**The exercise**
Pull out each line in the entries below that contains the string "picket", and copy those lines in the order they appear.

============================================================

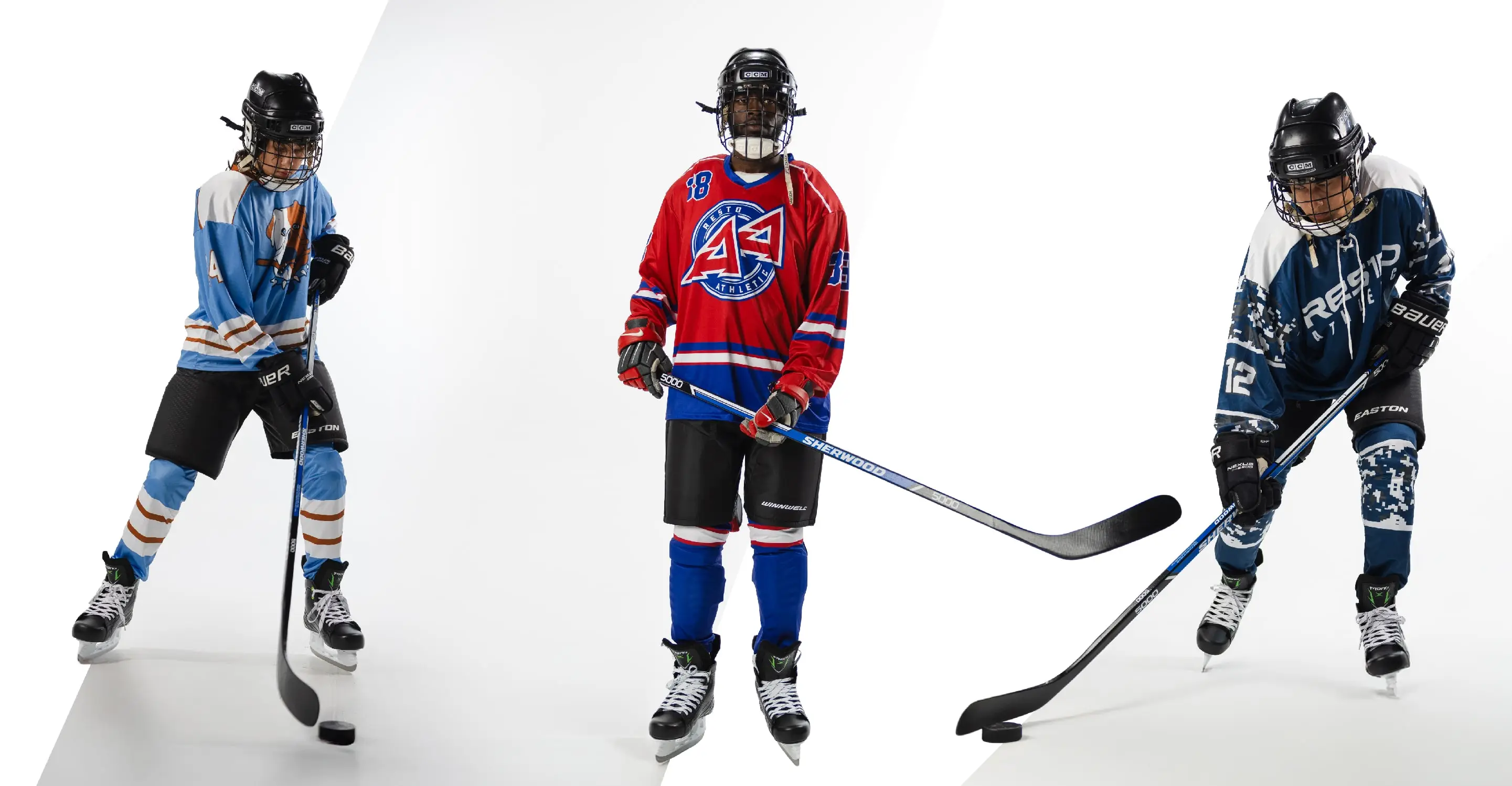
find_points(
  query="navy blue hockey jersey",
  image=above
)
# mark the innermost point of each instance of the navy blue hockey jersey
(1307, 307)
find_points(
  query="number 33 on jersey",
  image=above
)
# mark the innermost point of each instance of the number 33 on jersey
(758, 286)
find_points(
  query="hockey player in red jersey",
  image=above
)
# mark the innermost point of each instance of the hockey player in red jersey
(749, 258)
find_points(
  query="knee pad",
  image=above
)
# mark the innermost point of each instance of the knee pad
(776, 537)
(324, 474)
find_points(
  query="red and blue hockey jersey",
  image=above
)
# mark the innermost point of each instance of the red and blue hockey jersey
(757, 285)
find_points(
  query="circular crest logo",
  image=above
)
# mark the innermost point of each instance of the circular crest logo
(737, 250)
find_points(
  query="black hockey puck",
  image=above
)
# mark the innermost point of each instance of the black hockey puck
(1000, 732)
(345, 734)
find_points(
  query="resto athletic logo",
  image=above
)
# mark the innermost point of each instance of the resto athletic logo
(737, 250)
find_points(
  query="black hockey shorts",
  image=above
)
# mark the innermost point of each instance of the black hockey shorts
(704, 475)
(1394, 401)
(201, 412)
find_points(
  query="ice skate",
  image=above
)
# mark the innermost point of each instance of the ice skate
(778, 691)
(690, 699)
(1381, 628)
(99, 628)
(1221, 623)
(335, 637)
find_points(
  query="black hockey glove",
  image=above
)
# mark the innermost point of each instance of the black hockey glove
(642, 365)
(330, 258)
(1240, 459)
(1410, 335)
(292, 385)
(790, 398)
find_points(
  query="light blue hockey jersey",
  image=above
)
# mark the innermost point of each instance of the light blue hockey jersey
(1307, 307)
(251, 251)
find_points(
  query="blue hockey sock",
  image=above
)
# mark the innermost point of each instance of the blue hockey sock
(323, 507)
(696, 586)
(1389, 468)
(1239, 545)
(781, 575)
(158, 502)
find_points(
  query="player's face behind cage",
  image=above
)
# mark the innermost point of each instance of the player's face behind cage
(285, 161)
(1317, 203)
(755, 120)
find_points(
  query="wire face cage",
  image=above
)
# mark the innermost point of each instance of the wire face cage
(1314, 165)
(758, 100)
(282, 131)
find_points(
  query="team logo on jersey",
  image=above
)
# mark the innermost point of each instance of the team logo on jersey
(839, 270)
(737, 250)
(289, 233)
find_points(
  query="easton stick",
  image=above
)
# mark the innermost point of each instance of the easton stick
(301, 700)
(1018, 703)
(1121, 529)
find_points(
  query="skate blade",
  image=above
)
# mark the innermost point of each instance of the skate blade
(342, 660)
(93, 651)
(673, 747)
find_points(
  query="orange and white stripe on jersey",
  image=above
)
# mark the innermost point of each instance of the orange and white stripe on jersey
(289, 333)
(238, 337)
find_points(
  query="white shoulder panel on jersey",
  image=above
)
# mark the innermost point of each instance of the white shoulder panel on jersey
(1269, 247)
(1382, 173)
(220, 196)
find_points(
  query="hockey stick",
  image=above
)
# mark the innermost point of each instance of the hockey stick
(1121, 529)
(1009, 706)
(301, 700)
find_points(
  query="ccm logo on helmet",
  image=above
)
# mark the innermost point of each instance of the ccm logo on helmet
(1413, 315)
(1386, 409)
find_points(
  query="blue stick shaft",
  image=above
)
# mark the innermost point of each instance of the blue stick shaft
(1145, 519)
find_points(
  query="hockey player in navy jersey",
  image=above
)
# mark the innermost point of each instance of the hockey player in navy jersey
(749, 258)
(1317, 304)
(265, 246)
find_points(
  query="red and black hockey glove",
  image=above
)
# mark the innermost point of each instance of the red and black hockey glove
(292, 385)
(1410, 335)
(1240, 460)
(790, 398)
(642, 357)
(330, 258)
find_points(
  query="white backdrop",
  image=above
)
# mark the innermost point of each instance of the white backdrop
(1048, 212)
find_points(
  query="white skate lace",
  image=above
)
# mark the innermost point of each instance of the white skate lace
(685, 690)
(1228, 607)
(111, 601)
(1381, 626)
(779, 697)
(330, 607)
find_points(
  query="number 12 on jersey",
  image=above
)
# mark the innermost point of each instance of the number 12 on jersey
(1239, 375)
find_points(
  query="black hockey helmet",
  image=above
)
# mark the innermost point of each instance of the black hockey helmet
(1317, 141)
(282, 109)
(767, 95)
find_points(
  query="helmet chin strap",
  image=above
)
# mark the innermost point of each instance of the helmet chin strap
(762, 147)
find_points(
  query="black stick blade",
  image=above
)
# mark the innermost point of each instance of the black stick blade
(1007, 706)
(301, 700)
(1120, 529)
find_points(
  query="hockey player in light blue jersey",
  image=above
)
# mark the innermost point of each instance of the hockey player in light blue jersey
(1317, 303)
(265, 244)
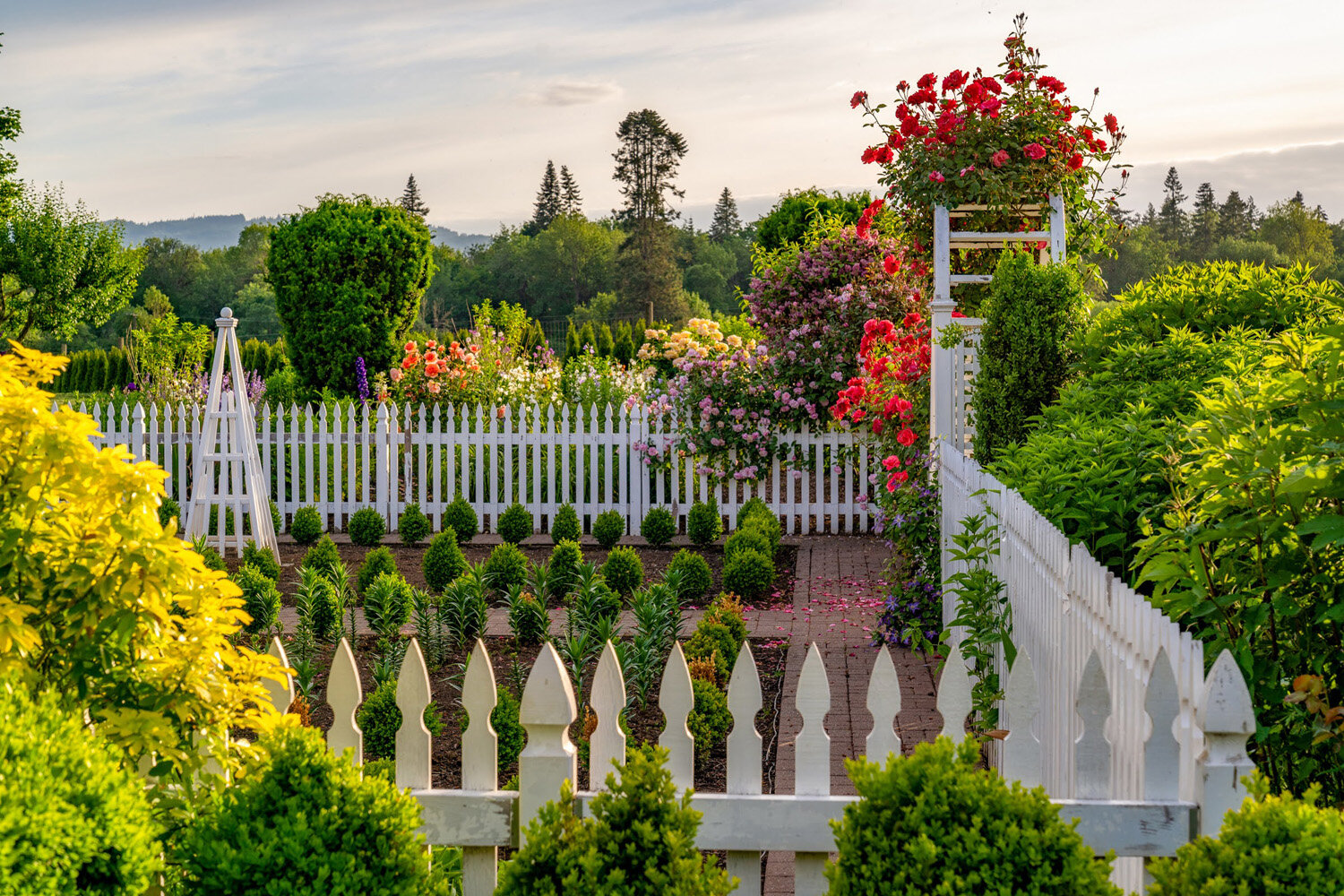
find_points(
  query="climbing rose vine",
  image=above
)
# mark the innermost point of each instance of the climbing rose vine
(995, 140)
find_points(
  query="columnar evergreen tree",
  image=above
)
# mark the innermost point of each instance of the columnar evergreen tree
(548, 202)
(1203, 226)
(1171, 218)
(570, 201)
(726, 222)
(645, 166)
(411, 201)
(1234, 218)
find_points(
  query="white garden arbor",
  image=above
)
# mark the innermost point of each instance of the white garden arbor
(226, 468)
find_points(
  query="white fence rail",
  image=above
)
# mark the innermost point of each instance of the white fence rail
(363, 457)
(744, 821)
(1075, 621)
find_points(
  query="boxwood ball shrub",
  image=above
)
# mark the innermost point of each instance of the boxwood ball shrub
(566, 557)
(703, 524)
(564, 527)
(636, 837)
(169, 509)
(747, 573)
(261, 598)
(379, 718)
(505, 567)
(376, 562)
(461, 517)
(72, 818)
(1292, 842)
(366, 528)
(306, 821)
(306, 525)
(515, 524)
(624, 570)
(695, 573)
(935, 823)
(323, 556)
(413, 524)
(444, 560)
(607, 528)
(747, 538)
(263, 559)
(659, 527)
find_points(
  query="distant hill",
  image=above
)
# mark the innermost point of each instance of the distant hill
(220, 231)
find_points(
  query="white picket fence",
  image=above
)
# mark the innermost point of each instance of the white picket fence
(386, 457)
(1082, 627)
(746, 821)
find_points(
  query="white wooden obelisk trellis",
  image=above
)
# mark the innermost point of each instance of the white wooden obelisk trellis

============================================================

**Solution to this exercise**
  query="white picket fence",
# mark the innermost point of each instance of the white picket fence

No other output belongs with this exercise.